_Supplied entries_
-.-.-
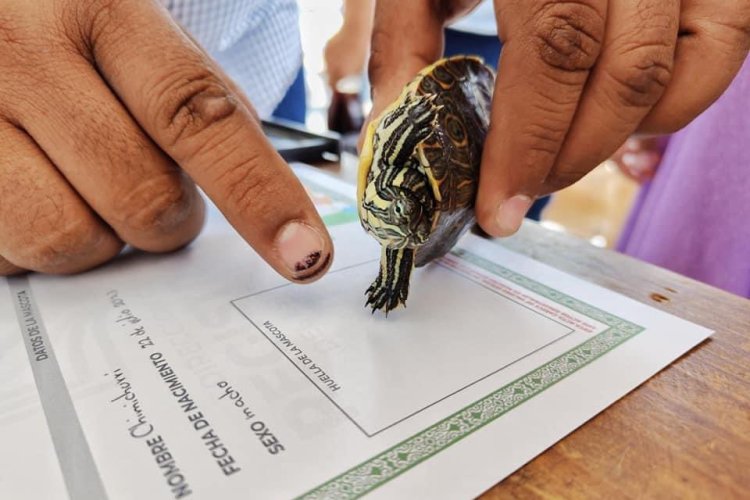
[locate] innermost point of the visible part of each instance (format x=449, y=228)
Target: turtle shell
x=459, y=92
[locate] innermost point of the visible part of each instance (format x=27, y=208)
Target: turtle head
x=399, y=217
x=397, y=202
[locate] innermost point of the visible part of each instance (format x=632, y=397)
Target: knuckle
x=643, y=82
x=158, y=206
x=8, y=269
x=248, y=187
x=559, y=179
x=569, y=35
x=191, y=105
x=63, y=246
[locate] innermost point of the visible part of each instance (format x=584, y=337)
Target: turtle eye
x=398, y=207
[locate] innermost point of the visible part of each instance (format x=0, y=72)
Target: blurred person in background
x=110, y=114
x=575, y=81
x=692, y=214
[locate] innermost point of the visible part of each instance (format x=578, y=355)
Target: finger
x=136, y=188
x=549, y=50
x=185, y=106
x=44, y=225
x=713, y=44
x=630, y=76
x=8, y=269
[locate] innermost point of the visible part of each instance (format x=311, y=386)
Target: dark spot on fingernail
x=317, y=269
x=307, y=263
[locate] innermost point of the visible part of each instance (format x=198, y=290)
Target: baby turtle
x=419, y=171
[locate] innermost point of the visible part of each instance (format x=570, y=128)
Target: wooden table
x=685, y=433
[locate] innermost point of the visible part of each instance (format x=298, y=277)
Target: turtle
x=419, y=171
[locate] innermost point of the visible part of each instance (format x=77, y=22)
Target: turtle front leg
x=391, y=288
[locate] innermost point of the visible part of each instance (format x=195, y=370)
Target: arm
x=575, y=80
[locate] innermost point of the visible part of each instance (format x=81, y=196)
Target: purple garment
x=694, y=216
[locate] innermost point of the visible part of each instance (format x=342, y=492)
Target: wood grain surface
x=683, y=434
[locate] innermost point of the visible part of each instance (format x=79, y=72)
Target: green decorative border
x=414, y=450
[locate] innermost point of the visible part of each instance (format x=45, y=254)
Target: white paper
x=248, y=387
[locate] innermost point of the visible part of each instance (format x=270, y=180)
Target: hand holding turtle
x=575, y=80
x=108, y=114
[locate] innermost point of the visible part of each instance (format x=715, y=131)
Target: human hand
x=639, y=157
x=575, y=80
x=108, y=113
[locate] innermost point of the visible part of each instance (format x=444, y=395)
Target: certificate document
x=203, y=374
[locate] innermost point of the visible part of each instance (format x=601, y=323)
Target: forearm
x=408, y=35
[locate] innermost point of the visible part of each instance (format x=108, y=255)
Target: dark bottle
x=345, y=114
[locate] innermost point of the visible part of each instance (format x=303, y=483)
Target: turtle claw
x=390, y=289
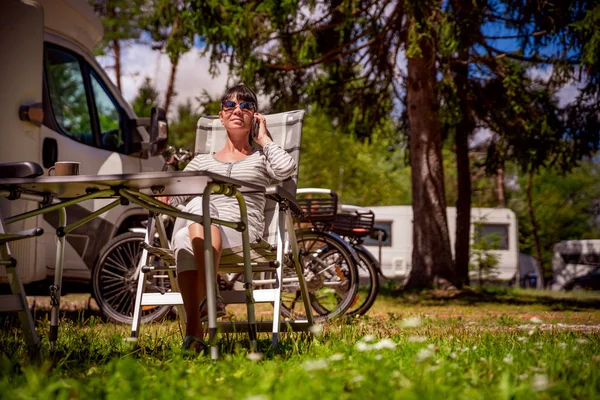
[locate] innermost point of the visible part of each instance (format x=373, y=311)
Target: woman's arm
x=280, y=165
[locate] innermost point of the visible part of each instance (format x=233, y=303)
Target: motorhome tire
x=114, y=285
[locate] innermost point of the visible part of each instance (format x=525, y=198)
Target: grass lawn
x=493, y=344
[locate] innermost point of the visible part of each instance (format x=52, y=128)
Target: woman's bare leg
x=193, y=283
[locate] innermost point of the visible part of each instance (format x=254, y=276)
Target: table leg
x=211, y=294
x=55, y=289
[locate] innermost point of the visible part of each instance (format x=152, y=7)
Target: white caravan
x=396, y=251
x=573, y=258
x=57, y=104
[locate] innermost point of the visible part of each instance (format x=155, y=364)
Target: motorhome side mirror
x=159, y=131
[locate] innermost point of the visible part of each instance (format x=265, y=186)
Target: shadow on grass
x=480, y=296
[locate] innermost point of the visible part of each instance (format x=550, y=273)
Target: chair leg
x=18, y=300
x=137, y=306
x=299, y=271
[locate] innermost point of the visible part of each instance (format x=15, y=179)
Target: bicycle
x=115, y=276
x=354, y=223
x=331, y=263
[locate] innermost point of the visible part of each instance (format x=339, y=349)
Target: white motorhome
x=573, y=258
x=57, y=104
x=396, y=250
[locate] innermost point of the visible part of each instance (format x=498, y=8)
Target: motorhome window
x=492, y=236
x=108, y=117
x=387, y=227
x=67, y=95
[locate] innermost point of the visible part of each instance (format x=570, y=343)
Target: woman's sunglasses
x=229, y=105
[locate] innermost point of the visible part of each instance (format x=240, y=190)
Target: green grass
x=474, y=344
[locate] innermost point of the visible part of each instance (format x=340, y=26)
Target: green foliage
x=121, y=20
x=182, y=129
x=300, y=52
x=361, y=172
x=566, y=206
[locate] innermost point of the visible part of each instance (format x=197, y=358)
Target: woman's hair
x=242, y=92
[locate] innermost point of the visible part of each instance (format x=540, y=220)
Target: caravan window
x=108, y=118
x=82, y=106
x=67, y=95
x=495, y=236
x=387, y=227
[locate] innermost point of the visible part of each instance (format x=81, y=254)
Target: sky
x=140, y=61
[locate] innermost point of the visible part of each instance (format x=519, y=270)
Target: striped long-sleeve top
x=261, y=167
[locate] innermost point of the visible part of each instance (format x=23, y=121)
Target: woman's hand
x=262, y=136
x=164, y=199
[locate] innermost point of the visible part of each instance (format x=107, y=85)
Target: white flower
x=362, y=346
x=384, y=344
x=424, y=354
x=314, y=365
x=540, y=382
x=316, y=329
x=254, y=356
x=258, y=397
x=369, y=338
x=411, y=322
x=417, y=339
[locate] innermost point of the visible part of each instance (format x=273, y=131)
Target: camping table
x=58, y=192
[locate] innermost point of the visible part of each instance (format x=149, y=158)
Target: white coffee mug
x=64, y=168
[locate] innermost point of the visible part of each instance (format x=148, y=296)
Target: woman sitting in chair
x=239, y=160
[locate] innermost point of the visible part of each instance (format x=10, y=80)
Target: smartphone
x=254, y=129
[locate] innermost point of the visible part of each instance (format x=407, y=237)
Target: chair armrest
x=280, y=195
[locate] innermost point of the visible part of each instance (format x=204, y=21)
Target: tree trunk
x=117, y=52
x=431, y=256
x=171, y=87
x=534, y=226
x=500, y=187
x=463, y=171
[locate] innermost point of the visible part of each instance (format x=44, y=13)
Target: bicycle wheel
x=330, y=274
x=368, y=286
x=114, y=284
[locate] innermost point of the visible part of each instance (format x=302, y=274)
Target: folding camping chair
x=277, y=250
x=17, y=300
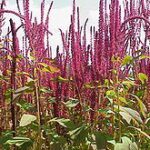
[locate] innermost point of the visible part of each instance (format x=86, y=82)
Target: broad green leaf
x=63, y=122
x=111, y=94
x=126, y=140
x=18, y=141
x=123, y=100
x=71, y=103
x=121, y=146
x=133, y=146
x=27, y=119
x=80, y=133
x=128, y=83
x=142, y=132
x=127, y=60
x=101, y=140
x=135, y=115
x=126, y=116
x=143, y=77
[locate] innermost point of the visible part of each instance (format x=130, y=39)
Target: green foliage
-.-.-
_Your instructions_
Please convert only the items between the lines holding "(format x=339, y=349)" and "x=566, y=206", inclusive, into a two-column CSV with headers item_text and answer. Give one row per item, with each field in double quotes and any line breaks turned into spaces.

_Answer to this exercise_
item_text,answer
"[locate] innermost point of the visible part of each instance (format x=339, y=349) Target: white motorhome","x=573, y=258 x=57, y=104 x=396, y=250"
"[locate] innermost point of the visible part of each instance (format x=498, y=8) Target: motorhome window","x=492, y=236 x=108, y=117 x=387, y=227 x=67, y=95"
"[locate] innermost point of the visible part of each instance (format x=570, y=343) Target: woman's sunglasses","x=229, y=105"
"[locate] innermost point of the visible part of each instance (format x=240, y=190) Target: green grass","x=474, y=344"
"[locate] innermost point of the visible part of each instance (format x=340, y=26) Target: green foliage","x=121, y=20 x=182, y=129 x=300, y=52 x=361, y=172 x=566, y=206"